» **SUPPLIED PASSAGE**
■ ■ ■ ■ ■

BRADFORD's new coroner Martin Fleming starts work in the city today.

The 57-year-old from Manchester, who has previously served as assistant coroner in Sheffield, Liverpool and the Wirral, Surrey and Inner West London, is due to hear his first inquest this morning.

The £100,000-a-year appointment was made by Bradford Council nearly two years after the district's last coroner was suspended on full pay.

Dr Peter Straker, who was suspended in February 2013, quit the top role in March this year just before a high-level probe into complaints about his conduct recommended he be removed on the grounds of incapacity but cleared him of any misconduct.

Included on new coroner Mr Fleming's list for today is an inquest into the death of Bingley man Christopher Thomas Hutton, aged 67, who died this October ten years after he was involved in a road accident.

Also listed are three industrial disease cases and an inquest into the death of 67-year-old Alexander Wright of Parsons Road, Bradford, understood to be from natural causes.

As HM Coroner for the Western Area of West Yorkshire, Mr Fleming has jurisdiction over the Kirklees and Calderdale areas as well as Bradford with a combined population of 1.3m. All three councils pay his wage but Bradford made the appointment as the lead authority.

Its Acting Chief Executive Suzanne Hemingway said: "I'm delighted we have a new coroner in post and wish him well in his new role."

■ ■ ■ ■ ■

Data extracted from a collection
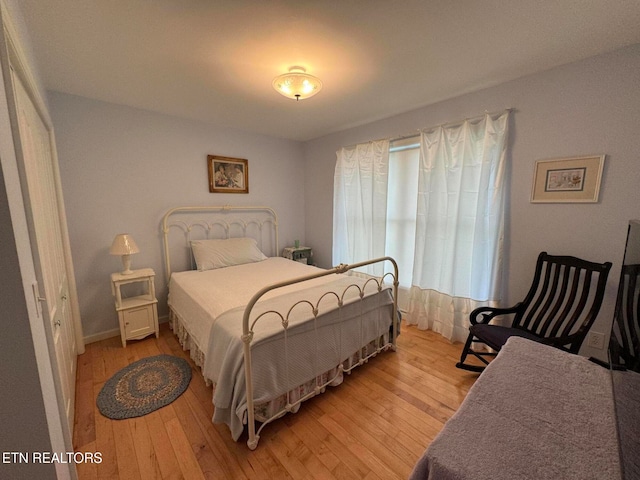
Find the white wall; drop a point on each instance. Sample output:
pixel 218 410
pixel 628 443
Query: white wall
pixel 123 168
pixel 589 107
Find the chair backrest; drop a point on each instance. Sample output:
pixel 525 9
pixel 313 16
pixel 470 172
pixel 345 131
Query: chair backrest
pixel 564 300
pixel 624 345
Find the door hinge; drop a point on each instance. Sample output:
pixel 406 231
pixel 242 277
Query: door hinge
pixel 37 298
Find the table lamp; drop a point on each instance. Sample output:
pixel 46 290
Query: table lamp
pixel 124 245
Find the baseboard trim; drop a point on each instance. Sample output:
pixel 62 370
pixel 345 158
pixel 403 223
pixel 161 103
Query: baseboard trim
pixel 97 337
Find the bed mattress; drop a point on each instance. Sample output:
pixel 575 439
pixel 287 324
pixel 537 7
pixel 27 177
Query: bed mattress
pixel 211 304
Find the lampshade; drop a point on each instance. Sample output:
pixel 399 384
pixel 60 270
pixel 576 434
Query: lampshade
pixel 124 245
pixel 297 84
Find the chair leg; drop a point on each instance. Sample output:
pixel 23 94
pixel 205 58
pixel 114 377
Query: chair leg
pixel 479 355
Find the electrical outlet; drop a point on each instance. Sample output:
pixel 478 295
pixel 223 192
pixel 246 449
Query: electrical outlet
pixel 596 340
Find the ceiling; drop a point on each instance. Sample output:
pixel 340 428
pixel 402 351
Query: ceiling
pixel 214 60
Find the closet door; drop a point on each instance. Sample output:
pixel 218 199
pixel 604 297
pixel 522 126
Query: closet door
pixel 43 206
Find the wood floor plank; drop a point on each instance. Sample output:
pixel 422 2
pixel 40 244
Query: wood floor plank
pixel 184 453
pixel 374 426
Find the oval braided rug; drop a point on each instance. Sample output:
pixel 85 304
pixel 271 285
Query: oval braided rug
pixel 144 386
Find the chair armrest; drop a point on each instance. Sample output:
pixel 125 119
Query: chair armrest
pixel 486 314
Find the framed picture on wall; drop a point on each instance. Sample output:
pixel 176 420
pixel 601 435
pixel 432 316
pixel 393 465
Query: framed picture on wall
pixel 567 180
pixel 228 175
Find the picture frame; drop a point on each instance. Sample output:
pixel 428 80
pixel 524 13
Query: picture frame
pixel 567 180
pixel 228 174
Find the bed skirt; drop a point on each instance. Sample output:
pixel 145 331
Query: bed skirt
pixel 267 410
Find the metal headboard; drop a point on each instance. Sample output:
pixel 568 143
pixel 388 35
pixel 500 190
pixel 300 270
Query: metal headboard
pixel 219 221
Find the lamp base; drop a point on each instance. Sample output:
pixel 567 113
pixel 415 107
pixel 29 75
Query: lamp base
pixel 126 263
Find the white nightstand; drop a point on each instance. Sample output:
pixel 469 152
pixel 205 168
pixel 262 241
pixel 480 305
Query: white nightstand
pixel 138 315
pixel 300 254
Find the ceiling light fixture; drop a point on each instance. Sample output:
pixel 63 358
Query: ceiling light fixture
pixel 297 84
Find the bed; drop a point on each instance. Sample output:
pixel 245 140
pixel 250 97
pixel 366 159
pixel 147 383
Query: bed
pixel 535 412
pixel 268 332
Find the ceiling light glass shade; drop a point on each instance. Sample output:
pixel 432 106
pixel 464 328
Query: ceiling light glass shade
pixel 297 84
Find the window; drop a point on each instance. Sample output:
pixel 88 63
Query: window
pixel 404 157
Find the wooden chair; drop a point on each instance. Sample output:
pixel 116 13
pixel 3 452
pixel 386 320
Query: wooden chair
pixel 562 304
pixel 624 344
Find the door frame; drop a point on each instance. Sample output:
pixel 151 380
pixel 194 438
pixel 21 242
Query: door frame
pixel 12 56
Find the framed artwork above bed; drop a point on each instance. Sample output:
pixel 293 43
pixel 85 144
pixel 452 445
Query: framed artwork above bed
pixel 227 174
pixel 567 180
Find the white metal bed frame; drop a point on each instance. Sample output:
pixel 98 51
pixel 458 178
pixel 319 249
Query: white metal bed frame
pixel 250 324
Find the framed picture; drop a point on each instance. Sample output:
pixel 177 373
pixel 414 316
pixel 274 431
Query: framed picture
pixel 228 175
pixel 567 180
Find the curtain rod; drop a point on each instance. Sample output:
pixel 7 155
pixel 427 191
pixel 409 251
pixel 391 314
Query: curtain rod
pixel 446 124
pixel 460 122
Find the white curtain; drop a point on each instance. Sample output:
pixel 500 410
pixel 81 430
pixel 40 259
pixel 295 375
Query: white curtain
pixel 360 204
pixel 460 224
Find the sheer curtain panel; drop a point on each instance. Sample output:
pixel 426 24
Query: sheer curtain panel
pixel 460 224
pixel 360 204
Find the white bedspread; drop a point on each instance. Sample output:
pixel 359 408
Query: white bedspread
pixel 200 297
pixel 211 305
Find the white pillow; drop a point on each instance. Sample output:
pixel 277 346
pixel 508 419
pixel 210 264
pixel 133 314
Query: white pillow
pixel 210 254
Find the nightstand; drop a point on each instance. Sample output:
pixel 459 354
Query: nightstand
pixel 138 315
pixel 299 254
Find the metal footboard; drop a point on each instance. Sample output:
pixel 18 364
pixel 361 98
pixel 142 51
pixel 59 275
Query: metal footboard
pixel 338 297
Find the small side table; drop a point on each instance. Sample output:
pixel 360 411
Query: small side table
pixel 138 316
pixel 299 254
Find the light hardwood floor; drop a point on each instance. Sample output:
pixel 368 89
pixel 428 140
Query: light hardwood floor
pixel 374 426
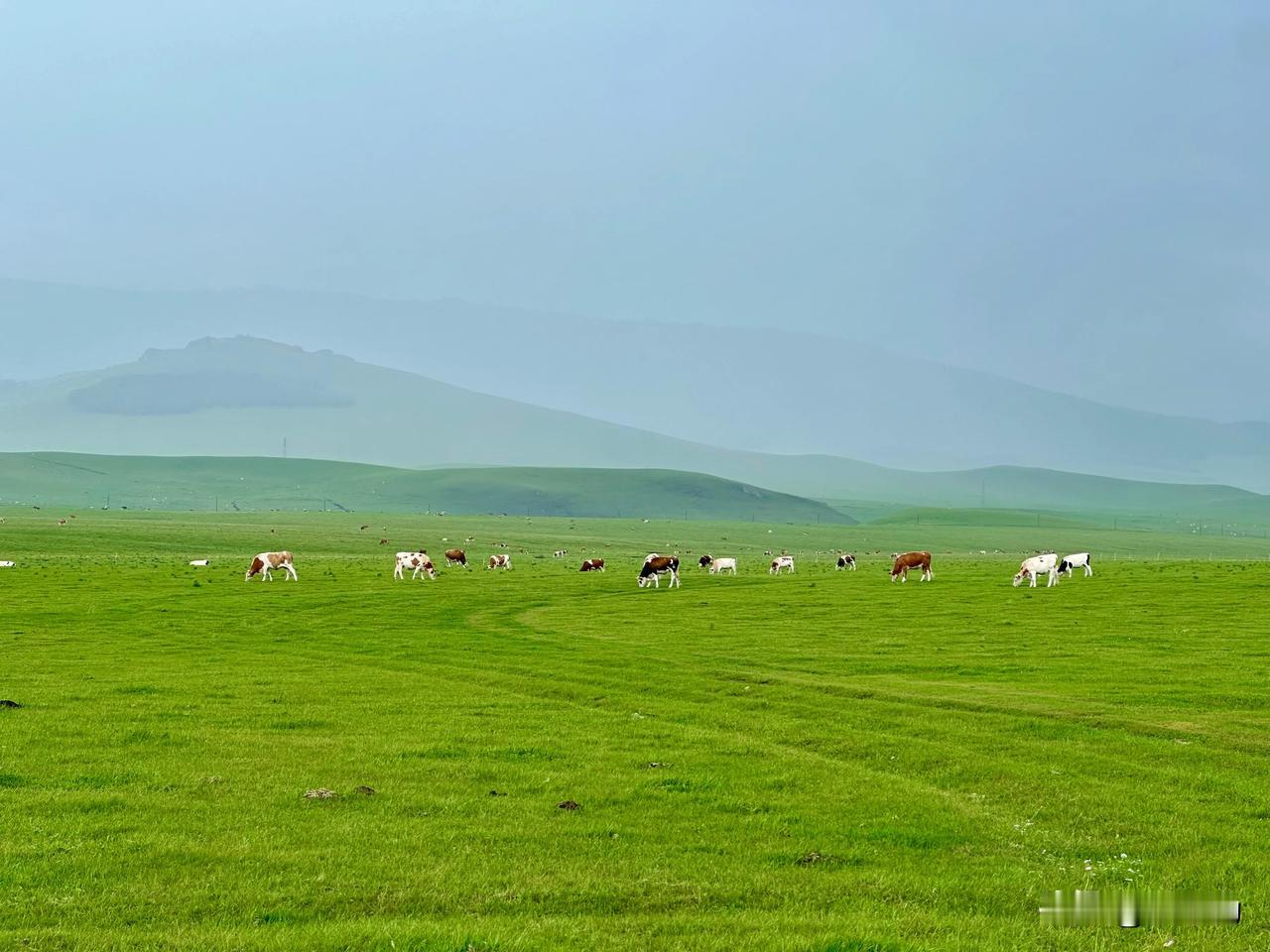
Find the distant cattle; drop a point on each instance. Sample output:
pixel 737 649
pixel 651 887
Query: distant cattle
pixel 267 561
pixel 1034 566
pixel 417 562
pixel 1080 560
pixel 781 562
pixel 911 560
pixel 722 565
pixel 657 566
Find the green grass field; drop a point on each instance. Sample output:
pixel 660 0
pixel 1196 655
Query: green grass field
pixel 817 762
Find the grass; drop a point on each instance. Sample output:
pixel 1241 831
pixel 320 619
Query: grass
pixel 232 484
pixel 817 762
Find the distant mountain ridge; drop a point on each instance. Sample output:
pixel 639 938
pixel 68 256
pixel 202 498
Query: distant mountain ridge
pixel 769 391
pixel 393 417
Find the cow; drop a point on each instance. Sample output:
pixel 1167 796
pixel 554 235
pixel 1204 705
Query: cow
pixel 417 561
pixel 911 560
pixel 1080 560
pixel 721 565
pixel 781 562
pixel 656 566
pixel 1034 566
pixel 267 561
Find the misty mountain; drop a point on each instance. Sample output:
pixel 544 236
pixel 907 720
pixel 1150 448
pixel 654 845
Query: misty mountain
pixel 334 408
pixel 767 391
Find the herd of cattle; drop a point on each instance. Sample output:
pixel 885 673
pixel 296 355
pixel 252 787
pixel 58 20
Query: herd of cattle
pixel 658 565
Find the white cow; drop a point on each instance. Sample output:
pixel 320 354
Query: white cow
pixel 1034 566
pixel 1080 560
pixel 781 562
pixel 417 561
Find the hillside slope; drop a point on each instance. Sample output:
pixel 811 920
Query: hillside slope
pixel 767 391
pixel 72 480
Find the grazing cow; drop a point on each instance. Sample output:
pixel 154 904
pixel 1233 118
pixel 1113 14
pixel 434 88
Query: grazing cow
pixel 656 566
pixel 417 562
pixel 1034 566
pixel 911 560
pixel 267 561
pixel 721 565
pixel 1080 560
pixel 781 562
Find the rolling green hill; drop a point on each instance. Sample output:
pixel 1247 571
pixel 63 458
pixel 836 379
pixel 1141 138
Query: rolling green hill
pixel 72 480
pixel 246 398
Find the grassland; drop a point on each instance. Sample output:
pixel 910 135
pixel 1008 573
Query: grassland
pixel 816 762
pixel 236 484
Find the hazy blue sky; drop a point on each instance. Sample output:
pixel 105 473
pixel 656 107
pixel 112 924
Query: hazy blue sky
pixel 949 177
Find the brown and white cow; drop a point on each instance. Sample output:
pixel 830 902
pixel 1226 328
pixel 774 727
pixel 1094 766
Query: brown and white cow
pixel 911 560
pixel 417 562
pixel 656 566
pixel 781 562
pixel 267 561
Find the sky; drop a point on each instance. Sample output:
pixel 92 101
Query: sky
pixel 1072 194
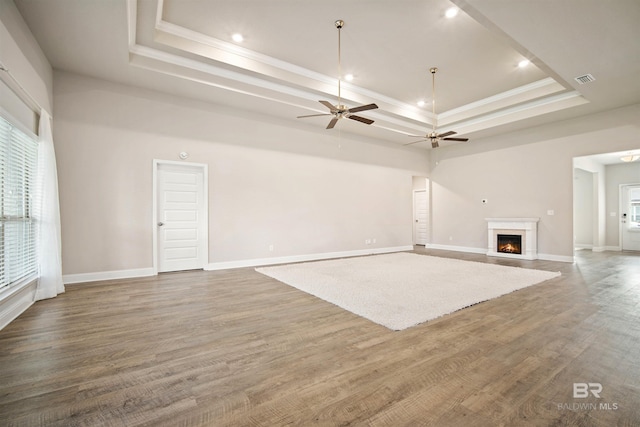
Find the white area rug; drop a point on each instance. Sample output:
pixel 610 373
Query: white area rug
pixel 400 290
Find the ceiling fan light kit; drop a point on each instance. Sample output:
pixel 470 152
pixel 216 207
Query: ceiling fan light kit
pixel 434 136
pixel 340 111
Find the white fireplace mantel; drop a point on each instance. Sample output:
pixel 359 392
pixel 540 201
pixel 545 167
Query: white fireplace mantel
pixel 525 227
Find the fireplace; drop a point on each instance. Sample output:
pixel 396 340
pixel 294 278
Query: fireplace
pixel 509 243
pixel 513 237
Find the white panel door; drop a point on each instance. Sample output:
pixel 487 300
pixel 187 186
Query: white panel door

■ ■ ■ ■ ■

» **WORK INSTRUCTIONS**
- 1) List every person named in the article about Bradford's new coroner.
- 2) According to the article about Bradford's new coroner, what is the yearly pay for the appointment?
- 3) Continue the news article about Bradford's new coroner, picking up after its final sentence.

» **RESULTS BY TASK**
- 1) Martin Fleming, Peter Straker, Christopher Thomas Hutton, Alexander Wright, Suzanne Hemingway

- 2) £100,000 a year.

- 3)
The work of a Coroner, who is an independent judicial officer, is to investigate all sudden, violent and unexplained deaths of people who have either died in the area or whose bodies are brought into it. Inquests determine who, when, how and in what circumstances a person has died.

This jurisdiction's Coroner's Office deals with about 3,200 reported deaths and approximately 500 inquests every year.

In the council's job description for a new senior coroner, it said it was looking for exceptional candidates with enthusiasm and excellent interpersonal skills to inspire others.

It also sought proven leadership, organisational, management, efficiency and budgetary control skills as well as experience of managing and embracing change and having recent experience in coronial law and procedures.

The job specification continued: "You will have sound knowledge of all aspects of the English Legal system with particular regard to Coronial law and the laws of evidence, the administration of the legal system and proceedings and will demonstrate the ability to handle highly sensitive or emotionally charged situations effectively. Your exceptional communications skills are important.

"You must have the ability to readily explain legal and medical terms to non-specialists, and you must be competent in dealing with sensitive situations involving relatives, witnesses, the police and the media."